Instructions for the task
Reproduce the listing that follows with no differences at all.

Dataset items
## START
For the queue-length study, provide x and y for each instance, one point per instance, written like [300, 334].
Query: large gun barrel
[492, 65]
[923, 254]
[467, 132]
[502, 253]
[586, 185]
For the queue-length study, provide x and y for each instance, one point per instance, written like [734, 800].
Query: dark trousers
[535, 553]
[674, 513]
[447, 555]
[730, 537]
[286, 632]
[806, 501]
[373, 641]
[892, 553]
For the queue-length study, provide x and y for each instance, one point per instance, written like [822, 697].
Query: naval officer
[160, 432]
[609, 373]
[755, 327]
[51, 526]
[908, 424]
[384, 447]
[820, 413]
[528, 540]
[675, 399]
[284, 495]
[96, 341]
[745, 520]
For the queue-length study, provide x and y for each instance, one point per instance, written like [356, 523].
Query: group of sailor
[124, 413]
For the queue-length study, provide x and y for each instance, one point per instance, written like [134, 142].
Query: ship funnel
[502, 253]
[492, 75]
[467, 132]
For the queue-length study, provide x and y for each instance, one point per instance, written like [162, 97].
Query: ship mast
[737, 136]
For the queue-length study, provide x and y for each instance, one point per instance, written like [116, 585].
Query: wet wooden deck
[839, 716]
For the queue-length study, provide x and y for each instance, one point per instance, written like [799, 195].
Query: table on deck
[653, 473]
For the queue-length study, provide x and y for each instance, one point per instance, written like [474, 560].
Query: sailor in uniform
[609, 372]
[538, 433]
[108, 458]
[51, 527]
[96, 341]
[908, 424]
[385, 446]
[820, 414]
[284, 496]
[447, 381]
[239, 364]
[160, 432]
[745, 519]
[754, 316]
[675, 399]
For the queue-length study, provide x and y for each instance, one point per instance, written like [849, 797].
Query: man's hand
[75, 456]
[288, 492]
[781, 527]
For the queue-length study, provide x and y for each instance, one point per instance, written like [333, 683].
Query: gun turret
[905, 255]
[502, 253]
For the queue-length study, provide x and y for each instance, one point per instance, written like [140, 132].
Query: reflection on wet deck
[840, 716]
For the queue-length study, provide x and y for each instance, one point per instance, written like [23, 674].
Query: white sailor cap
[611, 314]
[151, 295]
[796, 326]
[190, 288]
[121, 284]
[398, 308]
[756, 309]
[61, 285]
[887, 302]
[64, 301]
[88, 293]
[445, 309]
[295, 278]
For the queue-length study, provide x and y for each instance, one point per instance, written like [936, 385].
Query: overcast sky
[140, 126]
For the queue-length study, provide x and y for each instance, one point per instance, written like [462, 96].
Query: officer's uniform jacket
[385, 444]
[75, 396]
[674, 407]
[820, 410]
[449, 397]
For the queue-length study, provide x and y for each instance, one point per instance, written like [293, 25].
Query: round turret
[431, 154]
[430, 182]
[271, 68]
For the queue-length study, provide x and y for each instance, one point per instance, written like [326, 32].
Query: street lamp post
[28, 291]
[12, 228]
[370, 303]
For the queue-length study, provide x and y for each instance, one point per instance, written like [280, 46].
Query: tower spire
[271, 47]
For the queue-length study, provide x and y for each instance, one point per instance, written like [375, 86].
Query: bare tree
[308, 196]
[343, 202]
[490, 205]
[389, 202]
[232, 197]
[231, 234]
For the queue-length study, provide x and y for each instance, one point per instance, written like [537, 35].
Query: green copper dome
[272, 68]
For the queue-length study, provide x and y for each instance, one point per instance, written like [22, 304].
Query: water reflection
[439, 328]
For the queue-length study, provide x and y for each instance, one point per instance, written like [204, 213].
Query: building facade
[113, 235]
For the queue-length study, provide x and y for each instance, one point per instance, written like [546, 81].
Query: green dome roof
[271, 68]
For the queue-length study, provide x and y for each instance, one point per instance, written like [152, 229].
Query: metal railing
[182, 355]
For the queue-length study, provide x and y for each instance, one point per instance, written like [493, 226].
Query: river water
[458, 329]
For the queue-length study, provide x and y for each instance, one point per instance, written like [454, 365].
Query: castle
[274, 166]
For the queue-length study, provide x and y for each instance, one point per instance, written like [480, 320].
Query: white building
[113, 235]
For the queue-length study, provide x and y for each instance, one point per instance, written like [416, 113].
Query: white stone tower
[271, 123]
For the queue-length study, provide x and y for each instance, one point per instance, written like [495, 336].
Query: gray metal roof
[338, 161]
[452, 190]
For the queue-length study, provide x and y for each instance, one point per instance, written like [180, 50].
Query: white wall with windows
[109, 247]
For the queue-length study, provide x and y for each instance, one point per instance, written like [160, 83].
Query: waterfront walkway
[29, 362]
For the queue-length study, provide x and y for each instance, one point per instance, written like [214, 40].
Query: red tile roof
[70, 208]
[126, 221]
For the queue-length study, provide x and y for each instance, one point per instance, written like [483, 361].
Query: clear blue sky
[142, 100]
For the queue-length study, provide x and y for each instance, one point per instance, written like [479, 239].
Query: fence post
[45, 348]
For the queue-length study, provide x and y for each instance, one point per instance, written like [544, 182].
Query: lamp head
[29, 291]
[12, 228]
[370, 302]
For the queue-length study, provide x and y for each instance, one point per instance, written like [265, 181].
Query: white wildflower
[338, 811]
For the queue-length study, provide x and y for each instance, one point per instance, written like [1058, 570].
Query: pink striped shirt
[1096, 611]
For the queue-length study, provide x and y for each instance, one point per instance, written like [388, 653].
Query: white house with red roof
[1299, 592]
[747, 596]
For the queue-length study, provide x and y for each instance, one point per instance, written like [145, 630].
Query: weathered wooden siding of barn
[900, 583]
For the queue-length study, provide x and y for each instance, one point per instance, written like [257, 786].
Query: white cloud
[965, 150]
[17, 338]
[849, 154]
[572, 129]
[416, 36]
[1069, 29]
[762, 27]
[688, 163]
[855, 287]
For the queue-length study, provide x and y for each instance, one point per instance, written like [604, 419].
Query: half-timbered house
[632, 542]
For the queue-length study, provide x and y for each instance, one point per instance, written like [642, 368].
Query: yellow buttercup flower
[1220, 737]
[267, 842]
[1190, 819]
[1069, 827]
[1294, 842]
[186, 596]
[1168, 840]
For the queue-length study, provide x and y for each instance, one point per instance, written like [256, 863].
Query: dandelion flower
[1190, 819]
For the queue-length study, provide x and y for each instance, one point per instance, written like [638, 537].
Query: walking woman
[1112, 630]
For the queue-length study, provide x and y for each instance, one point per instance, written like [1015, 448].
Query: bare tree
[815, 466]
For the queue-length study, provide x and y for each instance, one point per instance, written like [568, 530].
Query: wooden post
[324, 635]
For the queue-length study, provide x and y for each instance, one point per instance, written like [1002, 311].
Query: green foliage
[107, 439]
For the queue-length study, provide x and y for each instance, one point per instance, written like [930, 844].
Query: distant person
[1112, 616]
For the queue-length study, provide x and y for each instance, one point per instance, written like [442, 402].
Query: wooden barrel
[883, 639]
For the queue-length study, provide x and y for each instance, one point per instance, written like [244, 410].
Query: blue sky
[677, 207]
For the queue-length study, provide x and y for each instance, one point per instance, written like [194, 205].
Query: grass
## END
Reply to the task
For the queue-length study, provide x and y for each instance, one point per instance, written like [300, 334].
Query: large gun barrel
[492, 65]
[923, 254]
[467, 132]
[502, 253]
[586, 185]
For the queue-length study, provide x and y for each instance, one point per instance, written like [734, 800].
Query: dark trousers
[535, 553]
[674, 513]
[447, 555]
[730, 537]
[286, 632]
[806, 501]
[373, 641]
[892, 553]
For the queue-length study, provide x and y for each instance, one point per instance, written like [822, 697].
Query: naval officer
[160, 432]
[609, 373]
[755, 327]
[51, 526]
[908, 424]
[384, 447]
[820, 413]
[528, 540]
[675, 399]
[284, 495]
[96, 341]
[745, 520]
For the queue-length study, provide x and y for each instance, one point per instance, written like [356, 523].
Query: group of sailor
[124, 413]
For the queue-length study, provide x and y for each instance, one point per instance, written like [134, 142].
Query: ship funnel
[502, 253]
[492, 75]
[467, 132]
For the queue-length study, provide x and y for each instance, one point per instance, written like [162, 97].
Query: ship mast
[737, 136]
For the queue-length study, provide x and y for each instance, one point per instance, written like [116, 585].
Query: wet wooden deck
[839, 716]
For the queue-length study, provide x and y for each instance, one point per instance, written like [799, 195].
Query: table on deck
[653, 473]
For the queue-length study, provide x and y for each instance, one point per instance, written like [474, 560].
Query: sailor in uniform
[609, 372]
[538, 433]
[108, 458]
[51, 527]
[96, 341]
[908, 424]
[385, 446]
[820, 414]
[284, 496]
[447, 381]
[239, 364]
[160, 432]
[745, 519]
[754, 316]
[675, 399]
For the queue-length study, provide x and y for each instance, one point per instance, written like [849, 797].
Query: man's hand
[75, 456]
[288, 492]
[781, 527]
For the queue-length study, provide x and y for each instance, one point per instance, written like [333, 683].
Query: gun turret
[905, 255]
[502, 253]
For the queue-length study, provide x and y for each instance, one point per instance, written like [140, 132].
Query: reflection on wet deck
[840, 716]
For the queue-length study, provide x and y for each instance, one point per instance, written like [23, 674].
Query: white sailor cap
[611, 314]
[151, 295]
[796, 326]
[190, 288]
[121, 284]
[398, 308]
[756, 309]
[61, 285]
[887, 302]
[64, 301]
[88, 293]
[445, 309]
[295, 278]
For the queue-length study, provide x and y for each instance, one point per instance, written like [936, 385].
Query: overcast sky
[140, 126]
For the queue-length study, provide x and y for each instance, one point per instance, written like [462, 96].
Query: officer's uniform jacket
[385, 444]
[75, 396]
[674, 407]
[820, 410]
[449, 397]
For the queue-length study, provide x and y for each instance, one point per instance, written like [293, 25].
Query: round turret
[431, 154]
[430, 182]
[271, 68]
For the queue-length study, provide x and y for each instance, one point per instance, written like [326, 32].
Query: street lamp post
[28, 291]
[12, 228]
[370, 303]
For the queue-length study, provide x and y for each instance, one point per instance, written like [280, 46].
Query: tower spire
[271, 47]
For the queue-length study, provide x and y for each instance, one point per instance, written like [375, 86].
Query: bare tree
[308, 196]
[343, 202]
[490, 205]
[389, 202]
[232, 197]
[231, 234]
For the queue-length study, provide x and y for each instance, one point per instance, written like [537, 35].
Query: green copper dome
[272, 68]
For the queue-length study, provide x and y for each instance, one point per instance, written like [22, 304].
Query: water reflection
[439, 328]
For the queue-length study, provide x and y for each instance, one point per instance, written like [204, 213].
Query: building facade
[113, 235]
For the queue-length study, provide x and y for each instance, one point per instance, written like [546, 81].
Query: green dome roof
[271, 68]
For the queue-length study, provide x and y for each instance, one point per instance, written like [152, 229].
Query: metal railing
[182, 355]
For the queue-length study, provide x and y for each instance, one point per instance, written like [493, 226].
Query: river water
[458, 329]
For the queue-length study, provide x and y for each instance, one point per instance, written like [454, 365].
Query: castle
[274, 166]
For the queue-length study, provide x and y for each instance, one point per instance, written like [480, 320].
Query: white building
[113, 235]
For the queue-length study, provide x and y for each instance, one point per instance, written like [416, 113].
Query: white stone tower
[271, 123]
For the queue-length study, provide x and y for each instance, one point per instance, written like [495, 336].
Query: gray metal roof
[338, 161]
[452, 190]
For the queue-length study, provide x and y for each instance, one point per instance, written like [180, 50].
Query: white wall with windows
[109, 247]
For the queue-length study, provide x and y for each instance, one point per instance, written like [160, 83].
Query: waterfront walkway
[29, 362]
For the queue-length study, provide x and y for each instance, one point per instance, written like [214, 40].
Query: red tile roof
[70, 208]
[126, 221]
For the queue-length study, provide x and y for each instance, one point per instance, written like [483, 361].
Query: clear blue sky
[142, 100]
For the queue-length study, provide x and y for each instance, one point per instance, written like [479, 239].
Query: fence post
[45, 348]
For the queue-length study, provide x and y for each instance, one point per instance, written like [544, 182].
Query: lamp head
[29, 291]
[12, 228]
[370, 302]
For the queue-length study, provide x and y for each instance, one point per instance, written like [265, 181].
Query: white wildflower
[338, 811]
For the queue-length study, provide x and y for each instance, one point per instance, written like [1058, 570].
Query: pink striped shirt
[1096, 611]
For the queue-length study, provide x and y for each instance, one point per instance, written like [388, 653].
Query: white house with red roof
[1299, 592]
[747, 596]
For the queue-length study, provide x and y for each instance, one point per instance, written like [145, 630].
Query: weathered wooden siding of barn
[900, 583]
For the queue-length study, provide x and y for each instance, one point per instance, written like [257, 786].
Query: white cloud
[965, 150]
[17, 338]
[849, 154]
[572, 129]
[416, 36]
[1069, 29]
[762, 27]
[688, 163]
[855, 287]
For the queue-length study, provide x and y for each instance, one point per instance, written like [604, 419].
Query: half-timbered house
[632, 542]
For the queue-length study, provide x and y for each instance, one point per instance, written like [642, 368].
Query: yellow buttercup flower
[1220, 737]
[267, 842]
[1190, 819]
[1069, 827]
[1294, 842]
[186, 596]
[1168, 840]
For the queue-length study, provide x and y for each instance, one point per instance, written like [256, 863].
Query: dandelion flower
[1190, 819]
For the queue-length study, provide x and y for each instance, one point per instance, written like [638, 537].
Query: walking woman
[1112, 630]
For the queue-length study, provide x and y for each instance, one point per instance, written like [1015, 448].
Query: bare tree
[815, 466]
For the queue-length study, provide x and y for each instance, one point per instance, written like [568, 530].
Query: wooden post
[324, 635]
For the queue-length study, provide x and y for each instance, one point per instance, written like [1002, 311].
Query: green foliage
[107, 439]
For the queue-length study, provide x and y for each instance, one point per instance, written like [930, 844].
Query: distant person
[1112, 616]
For the queue-length study, provide x and y for each instance, one point per instance, written like [442, 402].
Query: wooden barrel
[883, 639]
For the queue-length study, provide x and y for each instance, one point per instance, written like [244, 410].
Query: blue sky
[677, 207]
For the queue-length study, provide x and y for each instance, one point per instance, written like [194, 205].
Query: grass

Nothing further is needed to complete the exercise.